BEGIN Source document

Harris is also accused of improperly providing city purchasing cards to Jacobs contractors “who were not Stonecrest employees.” According to a subsequent audit, only two of the 10 p-cards issued on behalf of the city, and in circulation for more than two years, should’ve been authorized — and some 978 purchases were deemed to have been inappropriate.

The allegations against Jacobs and its employees go on from there.

The lawsuit contends that Gia Scruggs, hired by Jacobs in Feb. 2021 to provide city financial services, made “continued complaints” to Jacobs management about “improper and unlawful” expenditures requested by Lary and Joyner.

The firm “took no remedial actions to address Scruggs’ whistleblower complaint,” the suit says — and subsequently “refused to compensate Scruggs” at her agreed-upon salary.

Later that spring, Stonecrest alleges, “Jacobs officials were observed shredding unknown records related to conduct of Jacobs officials and/or the provision of services to the City.”

Jacobs is the primary defendant named in the suit, but several others are also listed. They include Lary, Joyner, Clarence and Lania Boone; Iris Settle, a Jacobs employee and former “city chief of staff”; and Jacobs subcontractor Tee Foxx; as well as Municipal Resource Partners and a handful of other LLCs allegedly tied to the Stonecrest relief funds scandal.

END Source document
BEGIN Given entries

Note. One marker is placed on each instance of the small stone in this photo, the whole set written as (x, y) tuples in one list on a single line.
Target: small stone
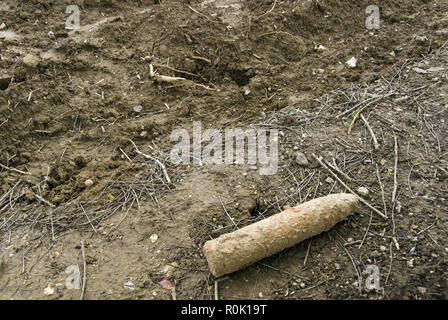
[(421, 39), (329, 180), (138, 108), (352, 62), (88, 183), (49, 290), (362, 191), (129, 285), (301, 159), (154, 237), (31, 61), (422, 290)]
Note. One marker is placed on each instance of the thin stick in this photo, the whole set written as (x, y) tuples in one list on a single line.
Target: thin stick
[(382, 190), (367, 231), (153, 159), (85, 271), (13, 169), (375, 141), (307, 252), (394, 193), (216, 290), (173, 291), (348, 189), (354, 265), (124, 153)]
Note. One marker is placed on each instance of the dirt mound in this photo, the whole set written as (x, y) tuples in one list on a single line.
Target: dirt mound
[(71, 101)]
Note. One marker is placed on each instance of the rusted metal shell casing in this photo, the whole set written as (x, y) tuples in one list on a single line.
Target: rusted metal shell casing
[(241, 248)]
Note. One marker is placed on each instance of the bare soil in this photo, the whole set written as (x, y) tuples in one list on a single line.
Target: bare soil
[(249, 64)]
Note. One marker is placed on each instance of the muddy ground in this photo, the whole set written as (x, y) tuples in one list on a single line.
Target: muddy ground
[(71, 101)]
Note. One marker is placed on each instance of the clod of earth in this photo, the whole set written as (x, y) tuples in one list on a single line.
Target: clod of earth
[(239, 249)]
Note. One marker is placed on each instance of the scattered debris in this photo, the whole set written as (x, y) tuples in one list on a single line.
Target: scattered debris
[(154, 237), (165, 284), (301, 159), (129, 286), (31, 61), (49, 290), (88, 183), (138, 108), (363, 191), (352, 62)]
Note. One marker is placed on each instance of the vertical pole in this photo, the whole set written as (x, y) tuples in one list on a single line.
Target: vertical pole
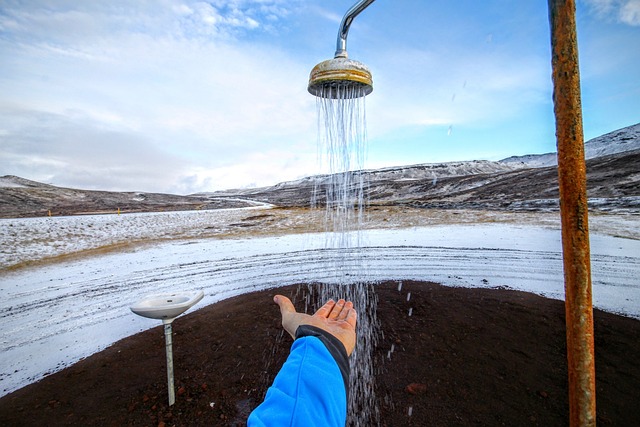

END Given entries

## [Work task 1]
Transcribe the Stonecrest lawsuit article word for word from "The allegations against" to "Lary and Joyner.".
## [Work task 2]
List each defendant that the Stonecrest lawsuit article identifies by name.
The records are separate material and have no connection to the Stonecrest lawsuit article.

## [Reply 1]
The allegations against Jacobs and its employees go on from there.

The lawsuit contends that Gia Scruggs, hired by Jacobs in Feb. 2021 to provide city financial services, made “continued complaints” to Jacobs management about “improper and unlawful” expenditures requested by Lary and Joyner.

## [Reply 2]
Jacobs
Lary
Joyner
Clarence Boone
Lania Boone
Iris Settle
Tee Foxx
Municipal Resource Partners